(DO THIS): Return every line of the records below unchanged.

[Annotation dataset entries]
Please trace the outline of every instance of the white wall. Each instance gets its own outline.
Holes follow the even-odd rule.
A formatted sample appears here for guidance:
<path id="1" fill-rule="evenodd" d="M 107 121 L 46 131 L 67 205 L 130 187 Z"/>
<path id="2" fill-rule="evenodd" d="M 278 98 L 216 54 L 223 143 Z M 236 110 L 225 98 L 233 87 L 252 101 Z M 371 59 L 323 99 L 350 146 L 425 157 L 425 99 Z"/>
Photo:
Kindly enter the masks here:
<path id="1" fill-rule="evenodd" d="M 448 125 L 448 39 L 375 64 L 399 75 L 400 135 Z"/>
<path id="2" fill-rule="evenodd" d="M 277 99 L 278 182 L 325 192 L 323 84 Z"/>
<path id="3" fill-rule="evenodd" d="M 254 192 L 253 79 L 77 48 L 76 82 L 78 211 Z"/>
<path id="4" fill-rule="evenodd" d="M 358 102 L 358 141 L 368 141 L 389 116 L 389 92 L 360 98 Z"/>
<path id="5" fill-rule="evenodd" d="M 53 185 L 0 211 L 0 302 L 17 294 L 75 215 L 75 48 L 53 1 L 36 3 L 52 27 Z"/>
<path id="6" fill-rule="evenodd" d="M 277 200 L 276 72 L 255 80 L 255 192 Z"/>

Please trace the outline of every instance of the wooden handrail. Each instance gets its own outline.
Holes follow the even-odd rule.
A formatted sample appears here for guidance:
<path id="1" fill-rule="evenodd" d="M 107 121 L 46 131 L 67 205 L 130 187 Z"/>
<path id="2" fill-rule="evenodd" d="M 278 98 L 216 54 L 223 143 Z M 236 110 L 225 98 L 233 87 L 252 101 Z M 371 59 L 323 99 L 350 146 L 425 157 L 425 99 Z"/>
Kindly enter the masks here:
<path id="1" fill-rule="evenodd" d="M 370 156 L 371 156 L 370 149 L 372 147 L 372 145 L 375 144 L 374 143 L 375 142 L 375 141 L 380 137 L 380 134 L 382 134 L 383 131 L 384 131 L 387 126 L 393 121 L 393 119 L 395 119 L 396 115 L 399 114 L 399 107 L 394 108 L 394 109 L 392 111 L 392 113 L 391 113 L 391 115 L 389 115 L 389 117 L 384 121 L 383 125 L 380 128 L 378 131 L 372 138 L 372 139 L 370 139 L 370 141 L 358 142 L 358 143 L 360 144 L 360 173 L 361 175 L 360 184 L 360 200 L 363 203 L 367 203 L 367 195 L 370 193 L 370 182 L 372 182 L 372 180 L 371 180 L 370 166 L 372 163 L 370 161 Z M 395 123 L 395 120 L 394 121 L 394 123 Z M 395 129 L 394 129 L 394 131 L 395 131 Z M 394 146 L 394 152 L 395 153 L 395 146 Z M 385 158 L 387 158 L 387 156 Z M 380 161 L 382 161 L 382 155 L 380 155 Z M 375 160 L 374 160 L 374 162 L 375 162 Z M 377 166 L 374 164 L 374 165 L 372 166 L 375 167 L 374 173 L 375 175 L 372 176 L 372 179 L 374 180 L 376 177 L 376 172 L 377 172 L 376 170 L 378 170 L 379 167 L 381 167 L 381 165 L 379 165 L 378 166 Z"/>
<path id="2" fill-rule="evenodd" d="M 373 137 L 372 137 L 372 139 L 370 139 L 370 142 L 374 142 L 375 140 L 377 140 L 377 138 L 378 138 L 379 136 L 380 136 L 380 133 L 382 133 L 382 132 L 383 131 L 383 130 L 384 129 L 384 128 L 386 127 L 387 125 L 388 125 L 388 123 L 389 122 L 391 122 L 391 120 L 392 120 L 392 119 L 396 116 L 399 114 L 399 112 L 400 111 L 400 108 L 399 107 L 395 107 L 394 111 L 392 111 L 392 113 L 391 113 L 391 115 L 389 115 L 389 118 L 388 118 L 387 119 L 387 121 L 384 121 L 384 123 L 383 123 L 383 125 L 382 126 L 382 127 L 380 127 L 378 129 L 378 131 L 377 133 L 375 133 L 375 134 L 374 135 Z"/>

(FULL OUTPUT):
Please trace the outline of every instance of the white wall. Each instance gets its own outline.
Holes follow the even-odd rule.
A formatted sample appears here for guidance:
<path id="1" fill-rule="evenodd" d="M 107 121 L 46 131 L 67 205 L 130 187 Z"/>
<path id="2" fill-rule="evenodd" d="M 278 98 L 216 54 L 223 143 Z M 236 110 L 225 98 L 233 87 L 252 101 Z M 371 59 L 323 99 L 350 146 L 425 157 L 425 99 Z"/>
Photo:
Kindly enter the masks here:
<path id="1" fill-rule="evenodd" d="M 448 125 L 448 39 L 375 64 L 399 75 L 400 135 Z"/>
<path id="2" fill-rule="evenodd" d="M 277 99 L 278 182 L 325 192 L 323 84 Z"/>
<path id="3" fill-rule="evenodd" d="M 254 192 L 253 79 L 77 48 L 76 82 L 78 211 Z"/>
<path id="4" fill-rule="evenodd" d="M 358 102 L 358 141 L 368 141 L 389 116 L 389 92 L 360 98 Z"/>
<path id="5" fill-rule="evenodd" d="M 53 185 L 0 211 L 0 302 L 17 294 L 75 215 L 75 48 L 53 1 L 36 3 L 52 27 Z"/>
<path id="6" fill-rule="evenodd" d="M 277 200 L 276 72 L 255 80 L 255 192 Z"/>

Please trace the outline of every instance of the wooden handrail. Each instance gets its own outline.
Holes follow the even-odd rule.
A formatted sample appears here for guidance:
<path id="1" fill-rule="evenodd" d="M 107 121 L 46 131 L 67 205 L 130 187 Z"/>
<path id="2" fill-rule="evenodd" d="M 278 98 L 216 54 L 223 143 Z M 236 110 L 225 98 L 233 87 L 252 101 Z M 371 59 L 323 99 L 350 146 L 425 157 L 425 99 Z"/>
Kindly enter the masks here:
<path id="1" fill-rule="evenodd" d="M 370 156 L 371 156 L 370 149 L 372 147 L 372 145 L 375 144 L 374 143 L 375 142 L 375 141 L 380 137 L 380 134 L 382 134 L 383 131 L 384 131 L 387 126 L 393 121 L 393 119 L 395 119 L 396 115 L 399 114 L 399 107 L 394 108 L 394 109 L 392 111 L 392 113 L 391 113 L 391 115 L 389 115 L 389 117 L 384 121 L 383 125 L 380 128 L 378 131 L 372 138 L 372 139 L 370 139 L 370 141 L 358 142 L 358 143 L 360 144 L 360 173 L 361 175 L 360 184 L 360 200 L 363 203 L 367 203 L 367 195 L 370 193 L 370 182 L 372 182 L 372 180 L 371 180 L 370 166 L 372 163 L 370 161 Z M 395 123 L 395 120 L 394 121 L 394 123 Z M 395 129 L 394 129 L 394 131 L 395 131 Z M 394 146 L 394 152 L 395 153 L 395 146 Z M 385 158 L 387 158 L 387 156 Z M 380 161 L 382 161 L 382 155 L 380 155 Z M 375 160 L 374 160 L 374 162 L 375 162 Z M 377 166 L 374 164 L 374 165 L 372 166 L 375 167 L 374 173 L 375 175 L 372 176 L 372 179 L 374 180 L 376 177 L 376 172 L 377 172 L 376 170 L 378 170 L 379 167 L 381 167 L 381 165 L 379 165 L 378 166 Z"/>
<path id="2" fill-rule="evenodd" d="M 373 137 L 372 137 L 372 139 L 370 139 L 370 142 L 374 142 L 375 140 L 377 140 L 377 138 L 378 138 L 379 136 L 380 136 L 380 133 L 382 133 L 382 132 L 383 131 L 383 130 L 384 129 L 384 128 L 386 127 L 387 125 L 388 125 L 388 123 L 389 122 L 391 122 L 391 120 L 392 120 L 392 119 L 396 116 L 399 114 L 399 112 L 400 111 L 400 108 L 399 107 L 395 107 L 394 111 L 392 111 L 392 113 L 391 113 L 391 115 L 389 115 L 389 118 L 388 118 L 387 119 L 387 121 L 384 121 L 384 123 L 383 123 L 383 125 L 382 126 L 382 127 L 380 127 L 378 129 L 378 131 L 377 133 L 375 133 L 375 134 L 374 135 Z"/>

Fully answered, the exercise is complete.